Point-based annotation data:
+===+
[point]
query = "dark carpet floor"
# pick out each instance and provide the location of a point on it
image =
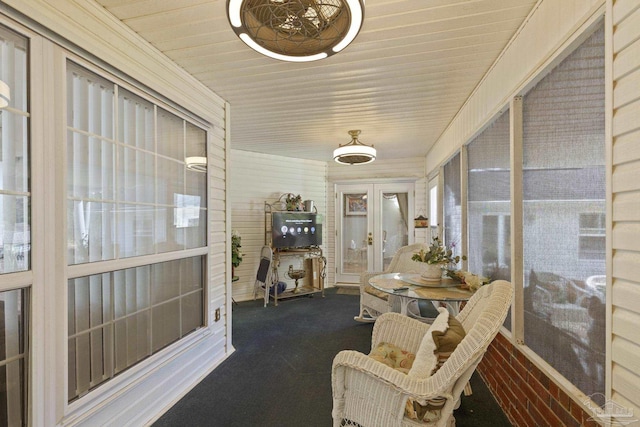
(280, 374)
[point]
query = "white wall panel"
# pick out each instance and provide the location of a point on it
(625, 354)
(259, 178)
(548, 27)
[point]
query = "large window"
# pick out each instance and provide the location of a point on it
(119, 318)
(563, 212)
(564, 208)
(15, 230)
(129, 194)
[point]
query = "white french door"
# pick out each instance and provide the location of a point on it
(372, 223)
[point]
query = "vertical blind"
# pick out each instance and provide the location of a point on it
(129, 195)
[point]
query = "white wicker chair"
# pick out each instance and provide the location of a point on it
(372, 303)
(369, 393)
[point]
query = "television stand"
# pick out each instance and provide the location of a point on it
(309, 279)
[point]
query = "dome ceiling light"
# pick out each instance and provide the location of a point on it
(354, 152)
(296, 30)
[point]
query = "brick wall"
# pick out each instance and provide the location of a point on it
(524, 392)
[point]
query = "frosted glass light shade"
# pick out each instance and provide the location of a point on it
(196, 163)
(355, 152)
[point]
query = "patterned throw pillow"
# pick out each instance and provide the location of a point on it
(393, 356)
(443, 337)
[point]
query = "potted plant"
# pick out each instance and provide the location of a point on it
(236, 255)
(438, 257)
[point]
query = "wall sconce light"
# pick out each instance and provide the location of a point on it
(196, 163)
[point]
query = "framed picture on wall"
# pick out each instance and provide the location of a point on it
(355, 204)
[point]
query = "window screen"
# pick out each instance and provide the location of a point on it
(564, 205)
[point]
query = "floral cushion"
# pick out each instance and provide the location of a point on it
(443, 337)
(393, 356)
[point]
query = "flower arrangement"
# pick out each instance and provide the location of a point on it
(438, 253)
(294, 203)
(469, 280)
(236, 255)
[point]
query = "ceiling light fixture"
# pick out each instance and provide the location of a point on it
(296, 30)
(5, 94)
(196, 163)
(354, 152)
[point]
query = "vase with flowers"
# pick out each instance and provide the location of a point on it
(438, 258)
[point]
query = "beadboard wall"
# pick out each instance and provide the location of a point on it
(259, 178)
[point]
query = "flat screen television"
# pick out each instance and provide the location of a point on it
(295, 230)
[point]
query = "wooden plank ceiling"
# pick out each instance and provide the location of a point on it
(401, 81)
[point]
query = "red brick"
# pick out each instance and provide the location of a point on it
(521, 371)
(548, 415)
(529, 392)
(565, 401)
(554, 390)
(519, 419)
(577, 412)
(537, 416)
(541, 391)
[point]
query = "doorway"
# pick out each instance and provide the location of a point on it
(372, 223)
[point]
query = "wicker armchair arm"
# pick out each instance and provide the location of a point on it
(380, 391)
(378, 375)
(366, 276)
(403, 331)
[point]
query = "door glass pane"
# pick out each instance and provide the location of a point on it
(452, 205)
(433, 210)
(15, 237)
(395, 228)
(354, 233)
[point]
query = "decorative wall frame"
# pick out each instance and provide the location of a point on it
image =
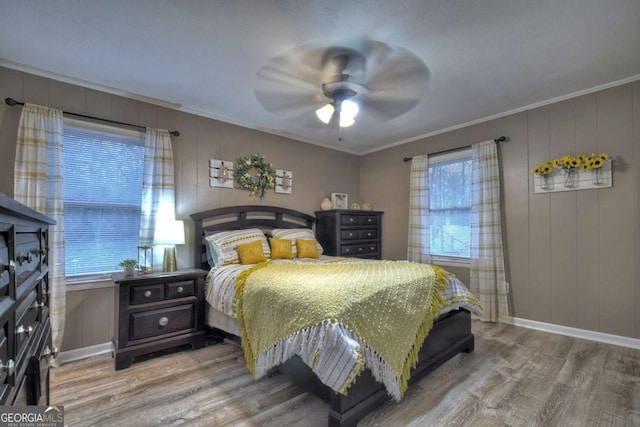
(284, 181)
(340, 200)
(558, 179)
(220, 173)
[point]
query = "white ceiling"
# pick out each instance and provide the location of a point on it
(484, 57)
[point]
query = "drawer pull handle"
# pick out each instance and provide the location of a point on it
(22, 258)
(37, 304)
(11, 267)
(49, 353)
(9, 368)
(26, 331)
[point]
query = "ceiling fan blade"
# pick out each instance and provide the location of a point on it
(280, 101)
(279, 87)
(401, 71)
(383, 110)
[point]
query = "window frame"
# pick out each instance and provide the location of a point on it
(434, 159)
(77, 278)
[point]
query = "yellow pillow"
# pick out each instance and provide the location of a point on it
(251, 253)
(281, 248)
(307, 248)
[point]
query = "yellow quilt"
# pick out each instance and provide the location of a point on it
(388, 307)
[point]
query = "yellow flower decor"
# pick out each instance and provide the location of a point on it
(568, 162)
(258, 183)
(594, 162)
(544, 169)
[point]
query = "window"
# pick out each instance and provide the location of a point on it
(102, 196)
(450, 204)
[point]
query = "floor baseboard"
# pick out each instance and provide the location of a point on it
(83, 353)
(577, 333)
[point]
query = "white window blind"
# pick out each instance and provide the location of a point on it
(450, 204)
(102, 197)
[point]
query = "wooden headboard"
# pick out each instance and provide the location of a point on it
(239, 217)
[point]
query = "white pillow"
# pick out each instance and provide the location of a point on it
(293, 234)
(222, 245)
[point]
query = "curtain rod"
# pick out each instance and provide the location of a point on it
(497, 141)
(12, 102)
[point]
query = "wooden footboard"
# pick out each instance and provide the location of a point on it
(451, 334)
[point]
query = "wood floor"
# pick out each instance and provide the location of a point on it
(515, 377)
+===+
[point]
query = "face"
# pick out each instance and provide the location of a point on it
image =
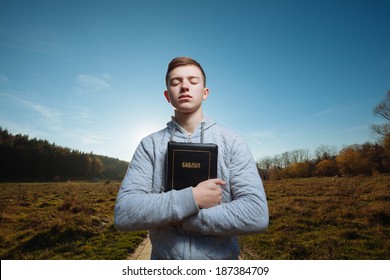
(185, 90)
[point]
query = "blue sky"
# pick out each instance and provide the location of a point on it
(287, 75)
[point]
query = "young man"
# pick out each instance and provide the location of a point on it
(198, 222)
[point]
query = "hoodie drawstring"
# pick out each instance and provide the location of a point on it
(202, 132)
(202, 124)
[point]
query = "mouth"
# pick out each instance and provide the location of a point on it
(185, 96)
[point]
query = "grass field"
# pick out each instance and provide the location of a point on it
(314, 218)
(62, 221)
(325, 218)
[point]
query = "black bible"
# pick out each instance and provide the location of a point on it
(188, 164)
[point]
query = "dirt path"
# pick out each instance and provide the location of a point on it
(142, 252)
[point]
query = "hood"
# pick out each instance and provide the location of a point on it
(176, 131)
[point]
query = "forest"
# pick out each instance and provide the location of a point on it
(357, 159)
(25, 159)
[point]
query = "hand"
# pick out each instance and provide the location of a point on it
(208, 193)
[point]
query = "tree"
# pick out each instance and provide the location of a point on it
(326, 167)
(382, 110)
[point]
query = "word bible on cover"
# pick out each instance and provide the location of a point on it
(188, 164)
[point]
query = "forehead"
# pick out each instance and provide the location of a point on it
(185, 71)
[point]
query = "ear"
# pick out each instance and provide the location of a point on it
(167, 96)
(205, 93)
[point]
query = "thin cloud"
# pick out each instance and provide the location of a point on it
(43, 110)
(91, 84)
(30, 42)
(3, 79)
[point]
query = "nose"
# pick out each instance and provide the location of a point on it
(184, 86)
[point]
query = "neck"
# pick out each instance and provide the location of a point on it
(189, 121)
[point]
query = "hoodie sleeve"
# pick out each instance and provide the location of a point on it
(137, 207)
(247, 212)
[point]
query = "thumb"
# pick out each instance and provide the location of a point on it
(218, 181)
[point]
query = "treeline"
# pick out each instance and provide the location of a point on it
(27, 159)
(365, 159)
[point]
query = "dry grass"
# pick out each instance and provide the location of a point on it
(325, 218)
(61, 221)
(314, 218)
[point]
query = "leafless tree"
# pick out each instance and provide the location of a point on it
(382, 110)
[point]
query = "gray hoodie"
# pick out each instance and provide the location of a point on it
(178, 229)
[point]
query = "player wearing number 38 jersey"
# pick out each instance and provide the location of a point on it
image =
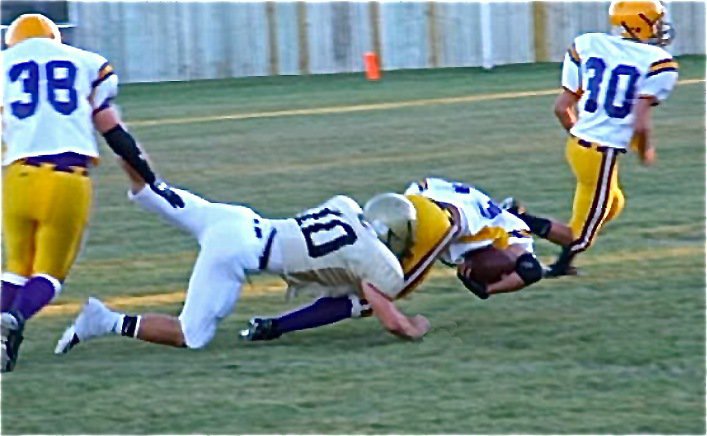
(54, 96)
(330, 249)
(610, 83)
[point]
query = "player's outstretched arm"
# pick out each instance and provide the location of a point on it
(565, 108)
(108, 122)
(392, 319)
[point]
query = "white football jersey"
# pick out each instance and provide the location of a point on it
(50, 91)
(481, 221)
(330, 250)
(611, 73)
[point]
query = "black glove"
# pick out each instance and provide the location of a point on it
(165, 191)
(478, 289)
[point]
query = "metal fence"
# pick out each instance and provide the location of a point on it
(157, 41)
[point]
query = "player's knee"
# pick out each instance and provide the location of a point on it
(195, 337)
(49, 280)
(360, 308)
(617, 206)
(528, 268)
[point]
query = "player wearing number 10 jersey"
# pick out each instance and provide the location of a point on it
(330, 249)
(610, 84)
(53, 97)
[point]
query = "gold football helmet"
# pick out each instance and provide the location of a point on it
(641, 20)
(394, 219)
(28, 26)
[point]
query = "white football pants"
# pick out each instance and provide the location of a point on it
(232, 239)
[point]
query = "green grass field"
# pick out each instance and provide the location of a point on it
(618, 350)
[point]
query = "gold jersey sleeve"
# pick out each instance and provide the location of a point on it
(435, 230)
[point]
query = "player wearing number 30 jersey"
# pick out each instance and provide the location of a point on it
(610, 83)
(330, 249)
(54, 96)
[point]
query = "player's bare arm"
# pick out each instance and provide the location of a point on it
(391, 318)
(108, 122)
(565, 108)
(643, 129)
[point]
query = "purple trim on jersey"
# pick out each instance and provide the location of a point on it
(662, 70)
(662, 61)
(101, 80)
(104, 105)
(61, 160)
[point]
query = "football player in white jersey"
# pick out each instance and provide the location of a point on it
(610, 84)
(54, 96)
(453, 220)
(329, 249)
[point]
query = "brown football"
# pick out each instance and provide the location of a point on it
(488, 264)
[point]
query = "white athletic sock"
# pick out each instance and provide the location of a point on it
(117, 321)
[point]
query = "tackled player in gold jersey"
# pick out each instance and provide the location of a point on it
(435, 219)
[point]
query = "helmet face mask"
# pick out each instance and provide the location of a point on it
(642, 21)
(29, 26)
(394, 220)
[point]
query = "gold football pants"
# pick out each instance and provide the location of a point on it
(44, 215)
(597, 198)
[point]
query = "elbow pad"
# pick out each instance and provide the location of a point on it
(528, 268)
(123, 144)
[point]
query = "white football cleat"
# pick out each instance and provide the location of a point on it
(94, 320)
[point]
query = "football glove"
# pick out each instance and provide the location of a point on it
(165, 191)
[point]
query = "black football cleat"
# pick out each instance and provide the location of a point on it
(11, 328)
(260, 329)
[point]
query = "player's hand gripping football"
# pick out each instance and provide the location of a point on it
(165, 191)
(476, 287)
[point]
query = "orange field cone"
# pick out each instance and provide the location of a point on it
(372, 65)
+===+
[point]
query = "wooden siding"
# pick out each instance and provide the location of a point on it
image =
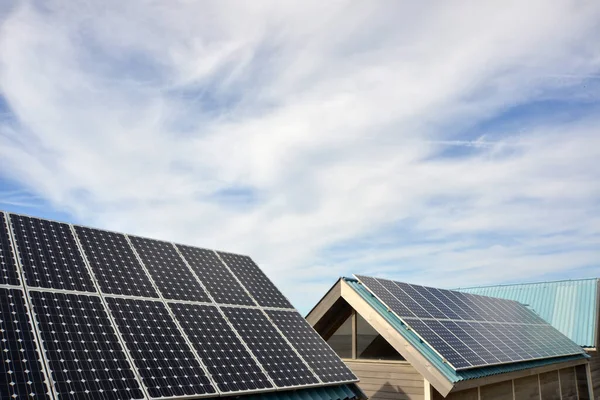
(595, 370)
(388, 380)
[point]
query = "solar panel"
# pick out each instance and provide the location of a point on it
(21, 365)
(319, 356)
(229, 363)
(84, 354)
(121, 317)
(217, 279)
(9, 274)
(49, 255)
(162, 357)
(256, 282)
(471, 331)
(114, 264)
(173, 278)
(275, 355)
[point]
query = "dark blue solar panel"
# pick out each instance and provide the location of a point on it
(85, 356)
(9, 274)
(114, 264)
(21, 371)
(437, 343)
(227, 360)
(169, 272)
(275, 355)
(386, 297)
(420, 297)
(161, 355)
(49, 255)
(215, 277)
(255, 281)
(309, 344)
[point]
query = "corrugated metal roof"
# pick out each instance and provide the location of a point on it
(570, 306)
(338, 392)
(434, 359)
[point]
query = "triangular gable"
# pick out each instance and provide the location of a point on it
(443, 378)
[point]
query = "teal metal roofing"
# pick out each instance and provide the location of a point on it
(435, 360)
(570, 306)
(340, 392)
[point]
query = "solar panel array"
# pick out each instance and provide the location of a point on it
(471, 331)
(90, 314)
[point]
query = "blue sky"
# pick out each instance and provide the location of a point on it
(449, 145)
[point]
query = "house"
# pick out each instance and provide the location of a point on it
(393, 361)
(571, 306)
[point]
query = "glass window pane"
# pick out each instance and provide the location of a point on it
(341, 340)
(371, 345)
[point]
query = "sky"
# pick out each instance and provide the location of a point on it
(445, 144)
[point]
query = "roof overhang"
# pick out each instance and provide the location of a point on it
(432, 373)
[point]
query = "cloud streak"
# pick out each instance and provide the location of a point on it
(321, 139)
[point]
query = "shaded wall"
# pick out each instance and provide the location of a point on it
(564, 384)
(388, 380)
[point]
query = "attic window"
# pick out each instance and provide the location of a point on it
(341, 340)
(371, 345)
+===+
Task details:
How many lines of the records contain "wearing"? Case counts; reply with the number only.

Solution for this problem:
3